THE TASK
Copy the passage on the cultural turn, starting at "With the fallout" and ending at "going beyond it?", and replace "cultural turn" with "cultural shift" throughout.

SOURCE EXTRACT
With the fallout from Geertz’s theoretical essays and the almost simultaneous influence of literary and linguistic studies on history, the principal elements were in place for what would later be recognized as a “cultural turn” in history and social science. We should remember that the turn kept turning, but it might be instructive at this point to ask: What was specific about the cultural turn? What exactly have been its contributions? And what is to be gained precisely by going beyond it?
First and most fundamentally, the cultural turn opposes explanations that follow from social naturalism, or what George Steinmetz has called “foundationalist decontextualization.”29 Rather than making some a historical and essentialist assumptions about human nature—humans are instrumentally rational, aggressive, or territorial; women are nurturing; Armenians are good merchants—or positing primordial or transhistorical institutions—individuality, the market, the nation—as fundamental to human society, culturalism and historicism argue that there are no timeless, decontextualized, ahistorical or “natural” characteristics or institutions. Things that appear to be most natural to human society—market economies, the state, the nation, society itself—are historical constructions made by human actors who in turn are reconstituted by the very products of their making. Culturalists, therefore, are deeply suspicious of hard, fixed, essential social categories—class, nation, gender—and propose considering a more radical understanding of identities as fluid, multiple, fragmented, and constantly in need of hard work to sustain.30
Second, whereas the linguistic and historical turns share this general proposition, they place the weight of explanation on language and history, while the cultural turn emphasizes the constitutive power of culture broadly understood. Culture is seen as a “category of social life,” different from though not unrelated to the economy, society, or politics. Culture is not simply derivative of other spheres, as more objectivist approaches might have it, nor is it reducible to material or other non-cultural causes. The ordinary uses of the word “culture” are multiple and contested, but culturalists are intensely interested in the problem of meanings that are not limited by the strictly linguistic and the processes through which they are made. Most fruitfully, culture may be thought of as “a system of symbols possessing a real but thin coherence that is continually put at risk in practice and therefore subject to transformation.”31 Culturalism proposes the autonomy and power of culture, even while it is deeply committed to historicization. Understanding comes with cultural, spatial, and temporal contextualization. But—here following Thompson—history is never just lived, but made. Similarly, many accept the constitution of social forms and knowledge by language, but are reluctant to limit constitution to language alone. Although the world might be read like a text, it is not the same as a text.

Source records:
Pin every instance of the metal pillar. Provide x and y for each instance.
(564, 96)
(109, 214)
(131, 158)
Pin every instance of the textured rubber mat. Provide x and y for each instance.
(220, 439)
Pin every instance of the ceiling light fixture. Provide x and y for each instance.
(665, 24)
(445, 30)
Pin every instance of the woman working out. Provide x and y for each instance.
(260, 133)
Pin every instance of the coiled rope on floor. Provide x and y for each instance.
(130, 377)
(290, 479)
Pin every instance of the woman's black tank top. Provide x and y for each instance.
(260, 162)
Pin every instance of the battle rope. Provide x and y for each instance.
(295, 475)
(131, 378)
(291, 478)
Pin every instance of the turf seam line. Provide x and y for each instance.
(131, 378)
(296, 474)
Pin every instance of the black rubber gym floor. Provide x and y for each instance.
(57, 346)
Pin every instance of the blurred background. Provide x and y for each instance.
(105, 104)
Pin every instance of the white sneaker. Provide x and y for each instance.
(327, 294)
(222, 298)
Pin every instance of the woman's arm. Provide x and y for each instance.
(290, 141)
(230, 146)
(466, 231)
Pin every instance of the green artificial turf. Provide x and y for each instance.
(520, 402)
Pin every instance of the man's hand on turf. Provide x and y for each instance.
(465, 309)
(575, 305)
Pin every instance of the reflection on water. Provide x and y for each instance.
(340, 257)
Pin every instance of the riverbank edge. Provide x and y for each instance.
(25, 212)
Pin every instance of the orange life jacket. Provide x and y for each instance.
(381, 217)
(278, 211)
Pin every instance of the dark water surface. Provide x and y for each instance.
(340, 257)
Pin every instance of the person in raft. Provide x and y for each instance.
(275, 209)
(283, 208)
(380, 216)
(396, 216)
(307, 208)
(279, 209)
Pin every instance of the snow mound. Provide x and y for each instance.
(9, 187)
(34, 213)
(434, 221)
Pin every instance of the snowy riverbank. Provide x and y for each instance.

FULL ANSWER
With the fallout from Geertz’s theoretical essays and the almost simultaneous influence of literary and linguistic studies on history, the principal elements were in place for what would later be recognized as a “cultural shift” in history and social science. We should remember that the turn kept turning, but it might be instructive at this point to ask: What was specific about the cultural shift? What exactly have been its contributions? And what is to be gained precisely by going beyond it?